Accordingly, the appropriate order is:
"In relation to the plaintiff's claim against the first defendant, Mr Robin, the plaintiff is to pay on the ordinary basis as agreed or assessed the costs of Mr Robin. These costs include the costs of Mr Robin of the Notice of Motion filed 16 July 2019."
[6]
Plaintiff's claim against Active
No Calderbank offer or Offer of Compromise was made by Active to the plaintiff.
In Active's written submissions, a submission is made that despite the failure to serve a Calderbank offer or an Offer of Compromise to the solicitors for the plaintiff, an order for indemnity costs should be made in favour of Active from 15 May 2019: written submissions paragraph 11.
In my view, the claim for indemnity costs by Active should be rejected. Although the position of Active was made clear to the plaintiff from the end of 2017, that Active considered that the "deemed worker" definition under the WIM Act applied to the plaintiff, there was, in my view, no conduct of the plaintiff or other exceptional circumstances which would justify an indemnity costs order. Active could have served an Offer of Compromise but did not do so. As Active submitted itself, complex factual issues were involved which necessitated careful consideration and detailed findings from the court.

_Data records_
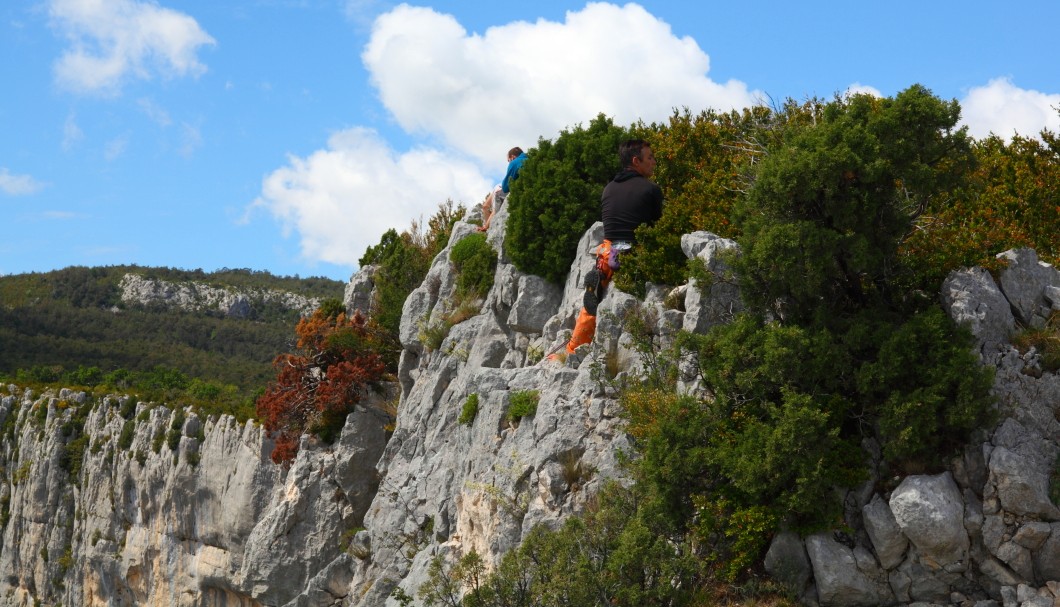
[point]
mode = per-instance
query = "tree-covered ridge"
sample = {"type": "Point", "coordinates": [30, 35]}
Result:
{"type": "Point", "coordinates": [82, 286]}
{"type": "Point", "coordinates": [72, 325]}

_Directives_
(A) In the costs ruling, why was Active's claim for indemnity costs rejected? Answer in one to three sentences.
(B) Write the next part of the costs ruling, picking up after its final sentence.

_Final answers_
(A) Although Active had made its position clear from the end of 2017, there was no conduct of the plaintiff or other exceptional circumstances that would justify an indemnity costs order. Active could have served an Offer of Compromise but did not. As Active itself submitted, the case involved complex factual issues that required careful consideration and detailed findings from the court.

(B)
The next issue is whether the usual order for costs should be made against the plaintiff in favour of Active. The plaintiff did purport to make a claim for work injury damages by letter dated 31 January 2018. However, the plaintiff had not complied with any of the pre-litigation requirements under the WIM Act and did not seek to discontinue the District Court proceedings. The plaintiff maintained the CLA claim against Active despite being notified of the position of Active on the "deemed worker" point. The plaintiff was unsuccessful against Active in relation to its claim under the CLA. The plaintiff was wholly unsuccessful in the relief sought against Active. I reject the submission of the plaintiff that there was conduct on the part of Active inconsistent with the principles of the Civil Procedure Act 2005 (NSW). Active filed its Notice of Motion raising the WIM Act points in July 2019. This claim was in substance successful. There was no particular conduct of or on behalf of Active which unreasonably extended the trial. Both counsel for the plaintiff and Mr Robin as well as counsel for Active agreed that the Notice of Motion would be heard and determined at the trial. There was no pressing at the trial by the plaintiff or Mr Robin for the Motion to be determined first.
Accordingly, in my view in the exercise of my discretion as to costs, there is no proper basis for depriving Active of an order for costs against the plaintiff on the usual basis.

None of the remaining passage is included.